2012 Annual Report
1.1. To generate GaHV-2 recombinants containing genes encoding immunomodulators to elicit Th1 immunity.
1.2. To develop and test vaccines that mediate cell free egress.
2. Discover novel infectious laryngotracheitis virus (ILTV) vaccine platforms that are safe, efficacious, and cost effective by determining genetic and biological determinants of gallid herpesvirus type 1 (GaHV-1) virulence and by identifying mechanisms of GaHV-1 protective immunity.
2.1. To identify predictors of virulence through sequencing of ILTV genomes of attenuated and virulent isolates from the United States.
2.2. To develop and test vaccines containing deletions in genes involved in ILTV virulence but also containing host gene additions to mediated Th1 immunity.
2. To develop and test vaccines that mediate cell-free egress. Cell free GaHV-2 vaccines will be generated by tranfering the packaging sites from the genome of a cell free avian herpesviruses into the genome of vaccine strain of GaHV-2. This hybrid genome will be encapsulated into cell free virions using either a helper virus or a packaging cell line. Chimera virions will be lyophilized and used in animal challenging experiments.
3. To identify predictors of virulence through sequencing of GaHV-1 genomes of attenuated and virulent isolates from the United States. The nucleotide sequenced of both attenuated and virulent strains of GaHV-1 will be determined using second and third generation sequencing technologies. Comparative genomic will be used to determine the polymorphorisms that occur in the attenuated genomes.
4. To develop and test vaccines containing deletions in genes involved in ILTV virulence but also containing host gene additions to mediated Th1 immunity.
Comparative genomic will be implemented to identify genes associated with virulence. These genes will be deleted and replaced with genes encoding cytokines and/or RNAi constructs in order to elicit Th1 type immunity. Candidate vaccines will be tested in animal challenging experiments with virulent field isolates.

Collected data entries
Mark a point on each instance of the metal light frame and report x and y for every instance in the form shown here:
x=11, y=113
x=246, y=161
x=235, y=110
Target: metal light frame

§ Your objective
Reproduce the part of the annual report above between "3. To identify" and "virulent field isolates.", inclusive.

§ Your response
3. To identify predictors of virulence through sequencing of GaHV-1 genomes of attenuated and virulent isolates from the United States. The nucleotide sequenced of both attenuated and virulent strains of GaHV-1 will be determined using second and third generation sequencing technologies. Comparative genomic will be used to determine the polymorphorisms that occur in the attenuated genomes.
4. To develop and test vaccines containing deletions in genes involved in ILTV virulence but also containing host gene additions to mediated Th1 immunity.
Comparative genomic will be implemented to identify genes associated with virulence. These genes will be deleted and replaced with genes encoding cytokines and/or RNAi constructs in order to elicit Th1 type immunity. Candidate vaccines will be tested in animal challenging experiments with virulent field isolates.